- Our Work
- The Reformer Blog
1 April 2016
General practice is changing. Increasing demand and seven-day opening saw the Government pledge to deliver 5,000 more GPs by 2020 – 4,000 of whom will be new recruits, and 1,000 retained. One year in, however, the Government is already off track: analysis by Pulse magazine this week revealed that the target is set to be missed by more than half. Disappointing recruitment over the past four years, alongside high rates of retirement have led many, including the Public Accounts Committee, to speak of a “looming crisis” in GP workforce.
This diagnosis is premature. As the PAC report noted, a more sustainable approach to the GP workforce would look beyond expanding GP numbers “to develop the wider general practice workforce”. This could meet increasing demand within a seven-day service.
With no centrally collected figures on how appointments are administered, precisely how a reformed workforce might look is hazy – but estimates can be made. Recent research, based on interviews with GP staff, concluded that 27 per cent of appointments could be undertaken by another professional. This is likely to be a conservative figure: respondents’ estimates varied from 0 per cent to 73 per cent, depending on their understanding of the range of alternatives.
Estimates of GP appointment types reveal where care might be delivered by other professionals. Many appointments overlap – but the below chart provides an insight into how general practice might employ a more diverse workforce.

Information shown
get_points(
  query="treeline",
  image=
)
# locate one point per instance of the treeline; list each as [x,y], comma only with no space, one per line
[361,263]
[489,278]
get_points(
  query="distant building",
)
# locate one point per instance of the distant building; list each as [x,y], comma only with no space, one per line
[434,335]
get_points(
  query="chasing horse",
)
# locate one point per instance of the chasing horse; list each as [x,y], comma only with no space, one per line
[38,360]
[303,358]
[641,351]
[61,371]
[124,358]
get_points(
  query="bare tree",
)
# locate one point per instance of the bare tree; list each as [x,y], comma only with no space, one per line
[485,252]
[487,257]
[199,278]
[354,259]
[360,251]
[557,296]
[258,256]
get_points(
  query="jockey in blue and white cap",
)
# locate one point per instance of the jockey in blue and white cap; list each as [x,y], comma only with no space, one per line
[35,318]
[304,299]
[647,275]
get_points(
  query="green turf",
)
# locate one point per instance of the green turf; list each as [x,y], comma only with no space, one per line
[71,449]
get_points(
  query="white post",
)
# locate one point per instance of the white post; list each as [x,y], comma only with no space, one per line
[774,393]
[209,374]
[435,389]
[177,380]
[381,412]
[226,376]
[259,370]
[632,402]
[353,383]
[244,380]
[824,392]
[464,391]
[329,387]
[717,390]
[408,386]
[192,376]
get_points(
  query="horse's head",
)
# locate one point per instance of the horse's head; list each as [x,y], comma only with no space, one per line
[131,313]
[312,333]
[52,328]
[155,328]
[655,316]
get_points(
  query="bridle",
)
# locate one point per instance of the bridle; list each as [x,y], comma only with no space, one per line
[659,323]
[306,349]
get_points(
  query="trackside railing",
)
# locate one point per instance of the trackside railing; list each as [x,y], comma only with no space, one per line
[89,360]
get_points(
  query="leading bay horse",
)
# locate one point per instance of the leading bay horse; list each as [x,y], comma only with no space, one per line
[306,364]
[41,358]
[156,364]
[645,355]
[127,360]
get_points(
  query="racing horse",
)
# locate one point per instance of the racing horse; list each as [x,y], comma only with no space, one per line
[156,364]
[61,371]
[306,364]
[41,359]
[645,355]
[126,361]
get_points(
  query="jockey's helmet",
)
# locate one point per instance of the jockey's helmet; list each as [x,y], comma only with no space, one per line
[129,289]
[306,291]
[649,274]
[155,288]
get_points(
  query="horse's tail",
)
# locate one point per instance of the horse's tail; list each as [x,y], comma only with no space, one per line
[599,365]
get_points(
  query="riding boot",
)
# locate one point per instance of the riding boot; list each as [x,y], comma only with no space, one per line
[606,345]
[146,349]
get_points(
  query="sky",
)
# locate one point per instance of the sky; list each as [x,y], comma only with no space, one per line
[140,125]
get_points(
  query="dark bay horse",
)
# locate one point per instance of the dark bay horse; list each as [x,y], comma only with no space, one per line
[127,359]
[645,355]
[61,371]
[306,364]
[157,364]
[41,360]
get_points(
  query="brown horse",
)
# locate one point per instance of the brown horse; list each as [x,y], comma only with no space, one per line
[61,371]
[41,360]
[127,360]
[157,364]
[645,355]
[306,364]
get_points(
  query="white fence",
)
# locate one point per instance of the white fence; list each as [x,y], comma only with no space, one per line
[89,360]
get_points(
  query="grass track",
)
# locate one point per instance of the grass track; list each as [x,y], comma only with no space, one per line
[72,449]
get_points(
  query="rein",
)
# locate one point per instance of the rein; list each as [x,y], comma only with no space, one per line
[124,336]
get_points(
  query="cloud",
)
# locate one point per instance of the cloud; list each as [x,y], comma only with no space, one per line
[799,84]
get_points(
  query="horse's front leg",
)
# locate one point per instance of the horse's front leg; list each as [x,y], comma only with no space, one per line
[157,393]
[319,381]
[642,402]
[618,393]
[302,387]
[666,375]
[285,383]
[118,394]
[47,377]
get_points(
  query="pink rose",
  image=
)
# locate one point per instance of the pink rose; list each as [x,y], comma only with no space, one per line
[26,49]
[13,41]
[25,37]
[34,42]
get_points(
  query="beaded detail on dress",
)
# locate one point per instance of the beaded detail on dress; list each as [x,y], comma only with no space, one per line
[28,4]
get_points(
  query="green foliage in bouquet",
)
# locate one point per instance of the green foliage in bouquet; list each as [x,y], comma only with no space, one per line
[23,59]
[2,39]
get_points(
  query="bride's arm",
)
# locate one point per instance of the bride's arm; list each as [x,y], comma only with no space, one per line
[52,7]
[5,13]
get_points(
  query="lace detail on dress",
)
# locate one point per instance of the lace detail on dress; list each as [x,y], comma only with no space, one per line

Exercise requirements
Answer these questions from the blog post on the GP workforce.
(a) How many more GPs did the Government pledge to deliver by 2020?
(b) What percentage of appointments did the recent research say another professional could undertake?
(c) What range did the respondents' estimates cover?

Solution to this problem
(a) 5,000 more GPs: 4,000 new recruits and 1,000 retained.
(b) 27 per cent.
(c) From 0 per cent to 73 per cent.